WHAT YOU SHOULD DO: What are the lines from the top of the entries through the one with "[detect] corrugated metal sheet"? Write them out exactly, with no pictures.

Images for object localization:

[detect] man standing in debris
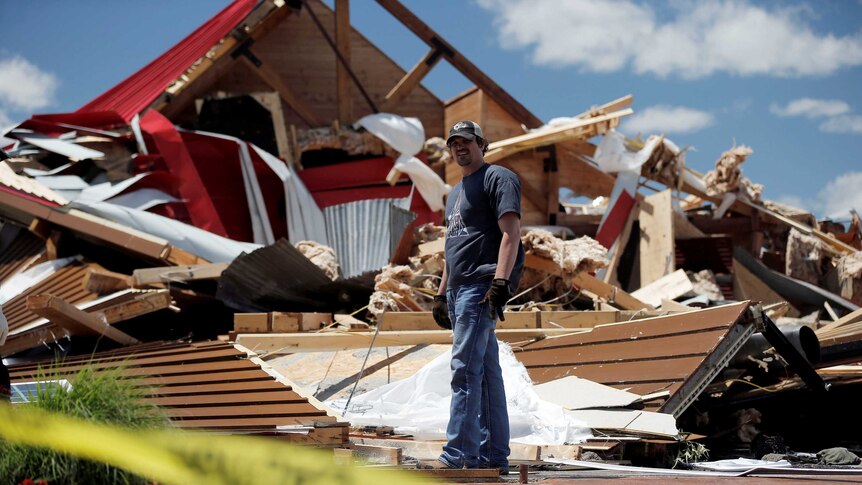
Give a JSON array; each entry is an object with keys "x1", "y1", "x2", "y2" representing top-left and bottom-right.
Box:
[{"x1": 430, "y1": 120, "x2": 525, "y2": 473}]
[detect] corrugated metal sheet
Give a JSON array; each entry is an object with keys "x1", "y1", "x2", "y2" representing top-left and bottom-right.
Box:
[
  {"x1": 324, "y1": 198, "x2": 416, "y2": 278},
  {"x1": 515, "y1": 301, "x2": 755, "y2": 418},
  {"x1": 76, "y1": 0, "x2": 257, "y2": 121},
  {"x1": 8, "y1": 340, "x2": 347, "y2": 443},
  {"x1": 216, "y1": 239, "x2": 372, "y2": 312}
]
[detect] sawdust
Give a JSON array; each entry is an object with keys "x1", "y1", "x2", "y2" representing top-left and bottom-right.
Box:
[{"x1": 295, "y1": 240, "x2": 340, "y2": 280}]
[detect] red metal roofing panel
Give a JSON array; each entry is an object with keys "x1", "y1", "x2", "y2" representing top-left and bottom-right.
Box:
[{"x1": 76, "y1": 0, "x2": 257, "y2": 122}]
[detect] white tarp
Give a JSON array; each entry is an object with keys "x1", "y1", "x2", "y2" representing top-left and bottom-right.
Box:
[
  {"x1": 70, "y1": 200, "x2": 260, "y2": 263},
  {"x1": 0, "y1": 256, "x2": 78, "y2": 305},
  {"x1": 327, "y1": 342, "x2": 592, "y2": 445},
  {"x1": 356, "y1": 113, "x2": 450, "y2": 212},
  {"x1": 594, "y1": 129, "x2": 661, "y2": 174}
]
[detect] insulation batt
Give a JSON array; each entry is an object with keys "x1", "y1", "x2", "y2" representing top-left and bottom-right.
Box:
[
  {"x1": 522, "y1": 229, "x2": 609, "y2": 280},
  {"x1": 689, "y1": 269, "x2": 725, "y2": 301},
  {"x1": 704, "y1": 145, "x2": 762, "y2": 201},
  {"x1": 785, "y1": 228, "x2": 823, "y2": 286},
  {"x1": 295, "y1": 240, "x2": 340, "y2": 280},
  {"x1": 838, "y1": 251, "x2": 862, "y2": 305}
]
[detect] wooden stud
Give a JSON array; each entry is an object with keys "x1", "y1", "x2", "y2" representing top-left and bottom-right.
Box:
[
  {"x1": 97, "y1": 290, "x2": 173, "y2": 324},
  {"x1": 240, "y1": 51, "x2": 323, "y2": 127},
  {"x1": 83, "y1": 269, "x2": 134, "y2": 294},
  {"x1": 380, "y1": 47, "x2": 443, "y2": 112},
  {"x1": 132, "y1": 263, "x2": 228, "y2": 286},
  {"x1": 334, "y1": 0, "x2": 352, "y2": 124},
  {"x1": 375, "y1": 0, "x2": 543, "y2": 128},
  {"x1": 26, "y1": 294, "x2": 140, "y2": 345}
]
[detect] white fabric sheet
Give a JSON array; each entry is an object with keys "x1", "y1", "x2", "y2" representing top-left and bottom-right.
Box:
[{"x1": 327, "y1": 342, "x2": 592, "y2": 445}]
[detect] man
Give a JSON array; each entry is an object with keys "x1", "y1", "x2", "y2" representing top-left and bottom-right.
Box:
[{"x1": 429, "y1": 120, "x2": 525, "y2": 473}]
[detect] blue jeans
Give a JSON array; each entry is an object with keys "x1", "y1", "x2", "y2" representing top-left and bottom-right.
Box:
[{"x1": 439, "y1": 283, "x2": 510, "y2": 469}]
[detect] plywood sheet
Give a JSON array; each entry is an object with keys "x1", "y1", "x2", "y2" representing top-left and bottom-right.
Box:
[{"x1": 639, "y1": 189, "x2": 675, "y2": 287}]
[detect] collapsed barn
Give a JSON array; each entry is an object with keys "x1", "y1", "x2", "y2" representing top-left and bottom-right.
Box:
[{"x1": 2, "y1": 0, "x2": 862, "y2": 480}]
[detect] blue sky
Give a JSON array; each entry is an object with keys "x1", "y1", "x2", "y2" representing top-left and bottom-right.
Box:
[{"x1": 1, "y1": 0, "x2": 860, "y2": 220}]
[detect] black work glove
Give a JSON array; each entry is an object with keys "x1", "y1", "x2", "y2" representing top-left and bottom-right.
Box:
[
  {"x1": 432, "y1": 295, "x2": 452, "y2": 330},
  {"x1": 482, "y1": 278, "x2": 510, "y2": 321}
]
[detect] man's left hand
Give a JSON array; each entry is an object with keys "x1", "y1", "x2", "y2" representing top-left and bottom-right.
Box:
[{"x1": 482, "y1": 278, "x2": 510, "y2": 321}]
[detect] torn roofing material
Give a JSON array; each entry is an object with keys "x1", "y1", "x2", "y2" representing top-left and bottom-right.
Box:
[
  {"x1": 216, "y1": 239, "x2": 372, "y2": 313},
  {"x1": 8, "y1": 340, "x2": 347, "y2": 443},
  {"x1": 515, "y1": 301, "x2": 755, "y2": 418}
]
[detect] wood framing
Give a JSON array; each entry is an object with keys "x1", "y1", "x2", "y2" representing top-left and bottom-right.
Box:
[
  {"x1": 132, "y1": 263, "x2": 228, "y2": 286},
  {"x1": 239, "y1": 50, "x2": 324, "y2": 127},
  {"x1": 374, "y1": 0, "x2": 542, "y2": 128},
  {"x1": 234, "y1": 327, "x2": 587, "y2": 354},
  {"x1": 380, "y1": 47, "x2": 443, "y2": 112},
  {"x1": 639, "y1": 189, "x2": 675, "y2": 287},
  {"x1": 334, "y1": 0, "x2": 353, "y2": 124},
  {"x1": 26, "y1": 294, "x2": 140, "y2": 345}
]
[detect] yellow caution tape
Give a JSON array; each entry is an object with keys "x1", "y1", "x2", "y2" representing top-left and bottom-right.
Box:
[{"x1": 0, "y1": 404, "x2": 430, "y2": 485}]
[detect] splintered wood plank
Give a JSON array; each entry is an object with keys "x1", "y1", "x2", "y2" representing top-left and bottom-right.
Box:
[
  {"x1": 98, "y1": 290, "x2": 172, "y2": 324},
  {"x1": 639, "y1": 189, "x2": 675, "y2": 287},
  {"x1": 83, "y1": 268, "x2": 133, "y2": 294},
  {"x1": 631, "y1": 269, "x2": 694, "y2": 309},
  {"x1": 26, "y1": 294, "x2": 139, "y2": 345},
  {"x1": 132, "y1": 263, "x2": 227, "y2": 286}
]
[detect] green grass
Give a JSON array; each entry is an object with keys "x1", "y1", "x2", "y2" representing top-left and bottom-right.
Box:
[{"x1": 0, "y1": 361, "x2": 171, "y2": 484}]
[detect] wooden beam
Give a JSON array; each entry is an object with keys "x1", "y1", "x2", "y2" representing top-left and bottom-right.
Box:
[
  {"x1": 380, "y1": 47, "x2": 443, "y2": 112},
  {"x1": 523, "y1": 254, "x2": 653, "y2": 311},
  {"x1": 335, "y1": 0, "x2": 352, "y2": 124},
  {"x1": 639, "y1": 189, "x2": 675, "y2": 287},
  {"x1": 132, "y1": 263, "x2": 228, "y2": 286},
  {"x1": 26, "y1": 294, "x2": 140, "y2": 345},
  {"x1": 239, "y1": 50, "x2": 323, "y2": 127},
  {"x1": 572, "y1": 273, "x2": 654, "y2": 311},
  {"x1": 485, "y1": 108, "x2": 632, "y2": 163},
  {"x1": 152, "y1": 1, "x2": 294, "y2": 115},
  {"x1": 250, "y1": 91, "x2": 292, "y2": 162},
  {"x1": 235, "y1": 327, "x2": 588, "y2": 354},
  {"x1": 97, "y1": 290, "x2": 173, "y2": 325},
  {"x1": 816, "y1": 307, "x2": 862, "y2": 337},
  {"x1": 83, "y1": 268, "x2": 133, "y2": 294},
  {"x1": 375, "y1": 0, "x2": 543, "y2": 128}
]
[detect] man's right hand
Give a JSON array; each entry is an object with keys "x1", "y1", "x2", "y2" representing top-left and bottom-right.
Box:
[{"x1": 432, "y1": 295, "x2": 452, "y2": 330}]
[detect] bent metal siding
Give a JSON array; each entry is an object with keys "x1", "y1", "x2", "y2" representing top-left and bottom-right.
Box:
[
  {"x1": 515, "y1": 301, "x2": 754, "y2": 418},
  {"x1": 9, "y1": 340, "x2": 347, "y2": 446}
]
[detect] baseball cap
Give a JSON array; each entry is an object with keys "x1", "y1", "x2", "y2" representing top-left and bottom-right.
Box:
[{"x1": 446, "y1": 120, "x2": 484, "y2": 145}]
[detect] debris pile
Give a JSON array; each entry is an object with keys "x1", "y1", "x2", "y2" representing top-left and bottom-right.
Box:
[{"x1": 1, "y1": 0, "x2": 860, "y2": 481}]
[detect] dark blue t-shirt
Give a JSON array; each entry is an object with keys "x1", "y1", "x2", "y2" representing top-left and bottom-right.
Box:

OUTPUT:
[detect] man standing in debris
Give a JSON array; each entry is an object with keys "x1", "y1", "x2", "y2" representing top-left and bottom-right.
Box:
[{"x1": 430, "y1": 120, "x2": 525, "y2": 473}]
[detect] corrugated metal sheet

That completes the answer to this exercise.